Source data –
[start]

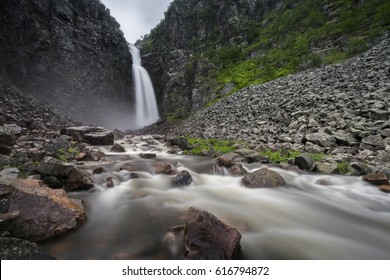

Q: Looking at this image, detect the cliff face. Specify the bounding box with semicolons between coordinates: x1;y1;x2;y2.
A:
138;0;390;120
0;0;132;127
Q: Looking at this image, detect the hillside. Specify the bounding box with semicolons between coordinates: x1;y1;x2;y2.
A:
138;0;390;121
0;0;132;128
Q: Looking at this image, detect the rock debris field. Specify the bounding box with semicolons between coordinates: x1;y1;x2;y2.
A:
174;39;390;172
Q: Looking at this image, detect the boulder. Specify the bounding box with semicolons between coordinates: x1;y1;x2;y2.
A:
35;156;74;177
241;167;286;188
360;135;385;151
294;154;316;171
351;162;372;176
167;136;188;150
60;126;115;146
0;126;16;146
184;207;241;260
172;170;192;187
314;162;338;174
228;163;248;177
139;153;157;159
154;161;176;175
305;132;337;148
63;168;94;191
379;185;390;193
42;136;70;159
363;173;389;186
0;237;56;260
0;178;86;242
217;152;246;168
110;143;126;153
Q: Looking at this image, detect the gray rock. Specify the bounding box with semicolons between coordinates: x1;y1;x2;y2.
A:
172;170;192;187
360;135;385;151
315;162;338;174
35;156;74;177
0;126;16;146
0;167;19;178
241;168;286;188
305;132;337;148
294;154;316;171
0;237;56;260
60;126;115;146
110;143;126;153
0;178;86;242
63;168;94;191
184;207;241;260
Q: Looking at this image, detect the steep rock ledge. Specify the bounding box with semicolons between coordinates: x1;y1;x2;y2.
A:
0;0;132;127
170;39;390;166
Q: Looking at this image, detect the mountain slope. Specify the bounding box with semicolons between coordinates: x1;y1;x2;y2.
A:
0;0;132;127
139;0;390;120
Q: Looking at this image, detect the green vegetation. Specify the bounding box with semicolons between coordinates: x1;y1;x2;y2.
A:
184;138;237;155
259;149;301;163
56;147;80;162
141;0;390;109
337;161;352;175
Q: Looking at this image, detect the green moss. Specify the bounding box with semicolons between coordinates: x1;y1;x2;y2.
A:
310;153;327;162
259;149;301;163
185;138;237;155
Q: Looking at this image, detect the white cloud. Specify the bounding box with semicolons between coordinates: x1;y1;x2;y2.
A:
102;0;173;43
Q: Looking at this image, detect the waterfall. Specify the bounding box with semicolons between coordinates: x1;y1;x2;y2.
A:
129;44;160;129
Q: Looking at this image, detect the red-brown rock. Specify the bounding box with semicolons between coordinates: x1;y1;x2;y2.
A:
379;185;390;193
363;173;389;186
154;161;176;175
0;178;87;242
184;207;241;260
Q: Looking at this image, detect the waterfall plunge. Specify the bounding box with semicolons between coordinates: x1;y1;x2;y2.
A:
129;44;160;129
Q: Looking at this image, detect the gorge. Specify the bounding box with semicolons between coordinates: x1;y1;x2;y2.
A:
0;0;390;260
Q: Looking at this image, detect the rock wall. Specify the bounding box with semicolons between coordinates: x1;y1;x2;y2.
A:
171;39;390;166
0;0;132;127
141;0;274;118
139;0;389;120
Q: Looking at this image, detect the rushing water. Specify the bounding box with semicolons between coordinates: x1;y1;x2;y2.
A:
129;44;160;128
42;136;390;259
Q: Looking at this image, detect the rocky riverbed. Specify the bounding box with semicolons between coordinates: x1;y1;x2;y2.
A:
169;39;390;172
0;39;390;259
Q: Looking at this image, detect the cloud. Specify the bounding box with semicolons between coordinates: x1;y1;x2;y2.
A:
102;0;173;43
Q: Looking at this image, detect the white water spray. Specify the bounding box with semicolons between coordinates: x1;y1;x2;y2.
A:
129;44;160;128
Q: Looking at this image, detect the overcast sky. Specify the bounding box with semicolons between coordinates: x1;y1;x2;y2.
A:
102;0;173;43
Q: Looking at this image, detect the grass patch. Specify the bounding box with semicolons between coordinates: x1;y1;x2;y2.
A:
337;161;352;175
184;138;237;155
259;149;301;163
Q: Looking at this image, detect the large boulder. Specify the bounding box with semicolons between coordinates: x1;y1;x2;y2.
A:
60;126;115;146
172;170;192;187
153;161;177;175
35;156;74;177
241;167;286;188
0;126;16;146
184;207;241;260
63;168;94;191
305;132;337;148
360;135;385;151
294;154;316;171
363;173;389;186
0;178;87;242
0;237;55;260
217;152;247;168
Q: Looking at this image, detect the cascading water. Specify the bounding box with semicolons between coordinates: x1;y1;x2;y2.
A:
129;44;160;129
41;136;390;259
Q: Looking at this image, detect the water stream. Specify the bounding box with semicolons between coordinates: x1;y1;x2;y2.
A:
129;44;160;129
41;137;390;259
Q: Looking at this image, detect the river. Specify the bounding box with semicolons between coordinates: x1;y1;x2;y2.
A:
41;136;390;260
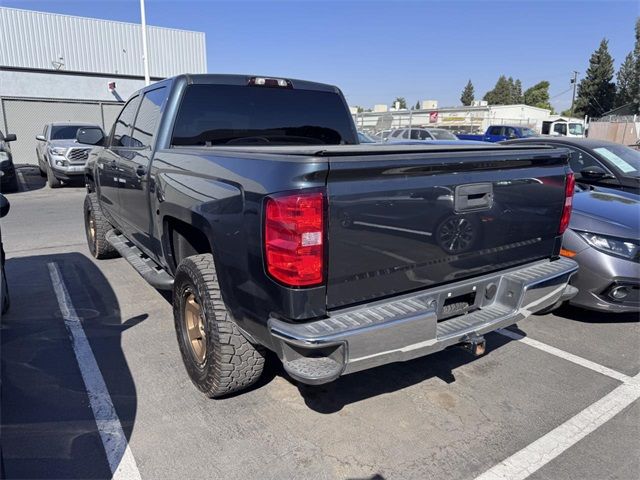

[end]

Requirements –
Copy the stretch from the start of the items through the line containing "174;39;390;172", substituting "locate" for "detect" and changing nothing else. Leave the pictures out.

Output –
Q: Looking at this image, locate the cliff face. Specify the bounding box with semicolons between coordinates: x1;y1;x2;y2.
A:
138;0;390;120
0;0;132;127
Q: Looking at this image, locate the hillside. Specify the bounding box with semicolons between coordinates: x1;y1;x2;y2.
A:
138;0;390;121
0;0;132;128
Q: Looking at this image, locate the rock debris field. Specify the bounding box with semicolons between coordinates: x1;y1;x2;y2.
A:
174;39;390;172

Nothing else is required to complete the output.